* _Excerpted passage_
════════════════
Probing a nitrogen vacancy requires striking it with laser light, which it absorbs and re-emits. The intensity of the emitted light carries information about the vacancy’s magnetic state.

When a light particle – a photon – strikes an electron in a nitrogen vacancy, it kicks it into a higher energy state. When the electron falls back down into its original energy state, it may release its excess energy as another photon. A magnetic field, however, can flip the electron’s magnetic orientation, or spin, increasing the difference between its two energy states. The stronger the field, the more spins it will flip, changing the brightness of the light emitted by the vacancies.

Making accurate measurements with this type of chip requires collecting as many of those photons as possible.

In order to achieve this, the MIT team calculated the angle at which the laser beam should enter the crystal so that it will remain confined, bouncing off the sides in a pattern that spans the length and breadth of the crystal before all of its energy is absorbed.
════════════════
* _Data under study_
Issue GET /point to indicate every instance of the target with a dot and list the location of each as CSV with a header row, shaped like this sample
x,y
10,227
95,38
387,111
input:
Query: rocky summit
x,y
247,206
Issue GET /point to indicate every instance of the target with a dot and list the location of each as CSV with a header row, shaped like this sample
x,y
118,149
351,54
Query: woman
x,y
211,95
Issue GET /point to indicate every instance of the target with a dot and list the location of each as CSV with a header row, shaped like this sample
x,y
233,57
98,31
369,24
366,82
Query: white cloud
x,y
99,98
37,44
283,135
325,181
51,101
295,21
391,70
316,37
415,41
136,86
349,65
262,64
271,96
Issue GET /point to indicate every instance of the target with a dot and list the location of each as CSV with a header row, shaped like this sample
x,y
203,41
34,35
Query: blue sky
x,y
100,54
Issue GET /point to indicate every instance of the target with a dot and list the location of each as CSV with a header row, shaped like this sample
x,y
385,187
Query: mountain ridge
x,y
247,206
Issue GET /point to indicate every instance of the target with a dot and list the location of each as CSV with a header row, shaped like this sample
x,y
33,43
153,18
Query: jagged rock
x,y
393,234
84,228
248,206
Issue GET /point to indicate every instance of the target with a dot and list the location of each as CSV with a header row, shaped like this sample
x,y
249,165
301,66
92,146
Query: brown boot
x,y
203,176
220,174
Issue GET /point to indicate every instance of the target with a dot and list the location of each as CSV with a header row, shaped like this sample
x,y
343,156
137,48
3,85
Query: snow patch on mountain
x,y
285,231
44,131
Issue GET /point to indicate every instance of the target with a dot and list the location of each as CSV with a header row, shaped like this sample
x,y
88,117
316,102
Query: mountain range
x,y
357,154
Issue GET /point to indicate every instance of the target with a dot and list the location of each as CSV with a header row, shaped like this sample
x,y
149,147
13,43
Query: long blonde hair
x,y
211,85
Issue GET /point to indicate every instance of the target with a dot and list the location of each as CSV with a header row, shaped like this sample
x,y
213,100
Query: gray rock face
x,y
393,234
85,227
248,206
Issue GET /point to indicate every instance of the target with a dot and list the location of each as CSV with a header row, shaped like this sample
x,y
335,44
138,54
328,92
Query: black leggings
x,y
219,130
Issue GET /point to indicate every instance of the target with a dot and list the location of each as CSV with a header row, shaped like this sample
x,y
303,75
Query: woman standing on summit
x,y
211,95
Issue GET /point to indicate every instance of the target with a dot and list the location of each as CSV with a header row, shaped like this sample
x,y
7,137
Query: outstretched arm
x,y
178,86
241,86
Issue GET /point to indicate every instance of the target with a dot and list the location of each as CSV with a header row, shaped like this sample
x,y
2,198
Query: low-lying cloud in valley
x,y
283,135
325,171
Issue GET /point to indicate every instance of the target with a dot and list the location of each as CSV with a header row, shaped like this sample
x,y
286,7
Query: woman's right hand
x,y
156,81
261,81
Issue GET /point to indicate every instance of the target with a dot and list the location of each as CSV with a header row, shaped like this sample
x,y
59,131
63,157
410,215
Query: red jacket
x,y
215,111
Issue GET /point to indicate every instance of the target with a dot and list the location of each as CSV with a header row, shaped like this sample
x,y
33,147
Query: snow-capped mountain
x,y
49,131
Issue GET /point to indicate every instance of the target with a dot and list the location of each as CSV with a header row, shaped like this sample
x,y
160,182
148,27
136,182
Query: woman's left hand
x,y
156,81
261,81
════════════════
* _To do_
[1] Answer these from the passage on nitrogen vacancies:
(a) What carries information about the vacancy's magnetic state?
(b) What can a magnetic field flip?
(c) What did the MIT team calculate?
[2] Render this sentence from the passage on nitrogen vacancies in Spanish: "Making accurate measurements with this type of chip requires collecting as many of those photons as possible."
[3] Carry on the passage on nitrogen vacancies, picking up after its final sentence.
The items have nothing to do with the passage on nitrogen vacancies.

* _Task answers_
[1]
(a) The intensity of the emitted light.
(b) The electron's magnetic orientation, or spin.
(c) The angle at which the laser beam should enter the crystal so that it stays confined.

[2] Realizar mediciones precisas con este tipo de chip requiere recolectar tantos de esos fotones como sea posible.

[3]
Prof Dirk Englund, one of the designers of the device, said that this confers considerable advantages. “You can get close to a meter in path length,” he said in a statement. ”It’s as if you had a meter-long diamond sensor wrapped into a few millimeters.” As a consequence, the chip uses the pump laser’s energy 1,000 times as efficiently as its predecessors did.

Because of the geometry of the nitrogen vacancies, the re-emitted photons emerge at four distinct angles. A lens at one end of the crystal can collect 20 per cent of them and focus them onto a light detector, which is enough to yield a reliable measurement.